* [DATA ROWS]
· · · · · · ·

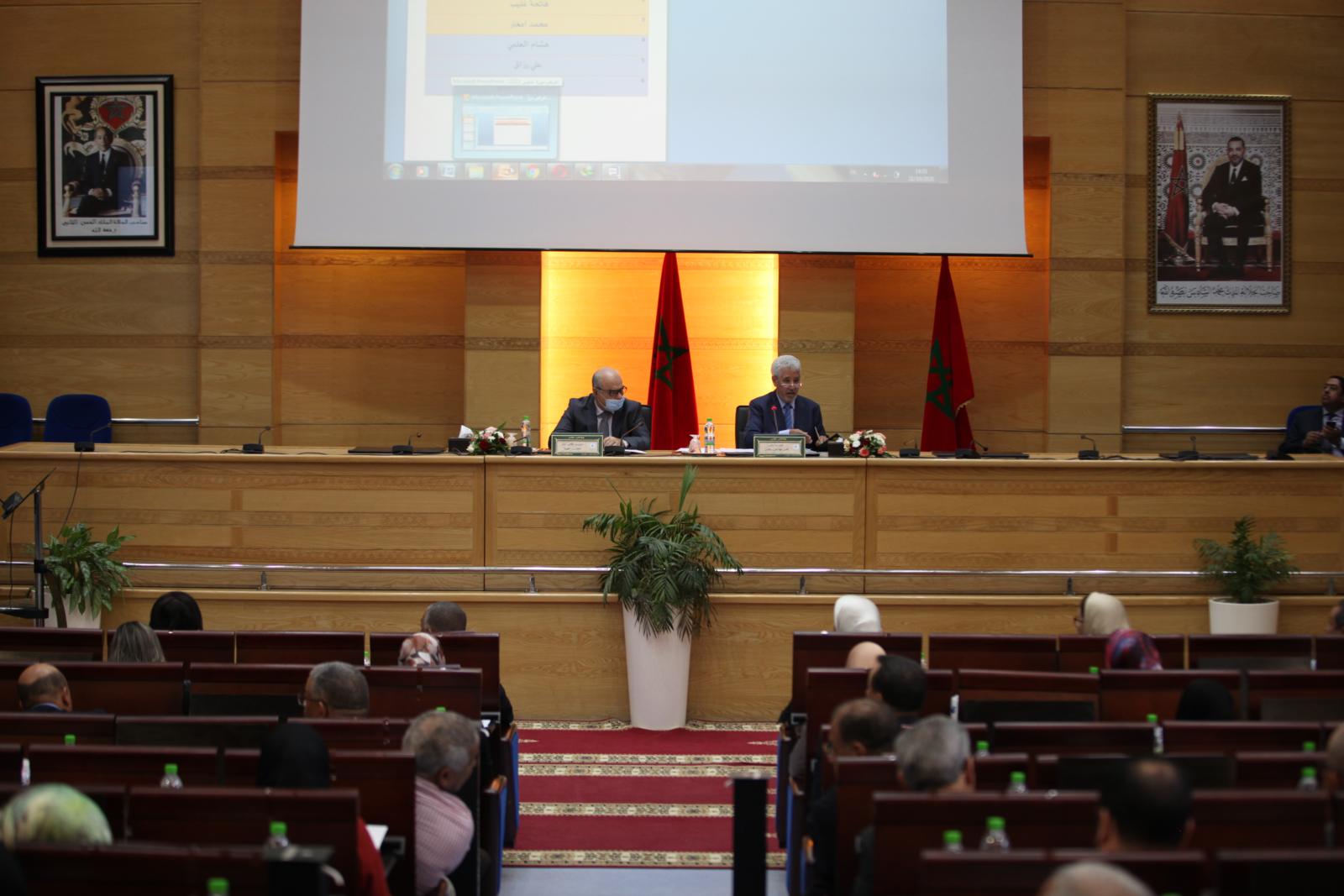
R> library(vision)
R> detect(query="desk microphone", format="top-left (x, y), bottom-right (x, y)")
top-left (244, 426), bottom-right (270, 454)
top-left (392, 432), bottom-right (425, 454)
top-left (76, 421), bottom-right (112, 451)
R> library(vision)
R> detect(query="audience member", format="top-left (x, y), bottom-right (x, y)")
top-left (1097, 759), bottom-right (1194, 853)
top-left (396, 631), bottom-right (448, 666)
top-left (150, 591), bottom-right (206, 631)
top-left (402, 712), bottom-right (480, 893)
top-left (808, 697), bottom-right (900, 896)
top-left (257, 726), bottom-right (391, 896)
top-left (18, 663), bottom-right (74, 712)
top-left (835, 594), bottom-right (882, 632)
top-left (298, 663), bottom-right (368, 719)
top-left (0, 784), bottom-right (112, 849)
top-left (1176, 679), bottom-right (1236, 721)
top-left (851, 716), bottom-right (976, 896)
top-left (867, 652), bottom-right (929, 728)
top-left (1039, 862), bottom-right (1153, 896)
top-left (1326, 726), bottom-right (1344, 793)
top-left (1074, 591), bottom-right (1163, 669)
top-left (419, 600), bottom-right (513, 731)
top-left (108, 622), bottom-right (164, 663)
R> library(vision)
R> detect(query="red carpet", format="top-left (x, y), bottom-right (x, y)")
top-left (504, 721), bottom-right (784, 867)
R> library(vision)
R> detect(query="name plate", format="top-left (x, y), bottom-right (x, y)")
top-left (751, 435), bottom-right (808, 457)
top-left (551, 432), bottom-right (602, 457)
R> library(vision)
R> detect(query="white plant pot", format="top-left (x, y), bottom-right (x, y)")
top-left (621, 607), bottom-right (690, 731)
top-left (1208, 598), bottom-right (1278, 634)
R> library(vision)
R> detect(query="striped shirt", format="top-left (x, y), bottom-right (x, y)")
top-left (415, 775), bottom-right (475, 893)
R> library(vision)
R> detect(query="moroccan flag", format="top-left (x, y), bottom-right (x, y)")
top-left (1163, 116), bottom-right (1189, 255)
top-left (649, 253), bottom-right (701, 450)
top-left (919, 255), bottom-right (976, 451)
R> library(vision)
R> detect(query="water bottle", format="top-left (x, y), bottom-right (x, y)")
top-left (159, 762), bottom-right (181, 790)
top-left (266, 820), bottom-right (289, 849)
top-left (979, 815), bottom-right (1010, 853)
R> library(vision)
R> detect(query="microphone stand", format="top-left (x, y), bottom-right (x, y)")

· · · · · · ·

Return every line in the records above that contains the string "microphone". Case counts.

R> detect(query="desk microphone", format="top-left (x, y), bottom-right (x, y)")
R> detect(query="microphone stand", format="top-left (x, y), bottom-right (x, y)")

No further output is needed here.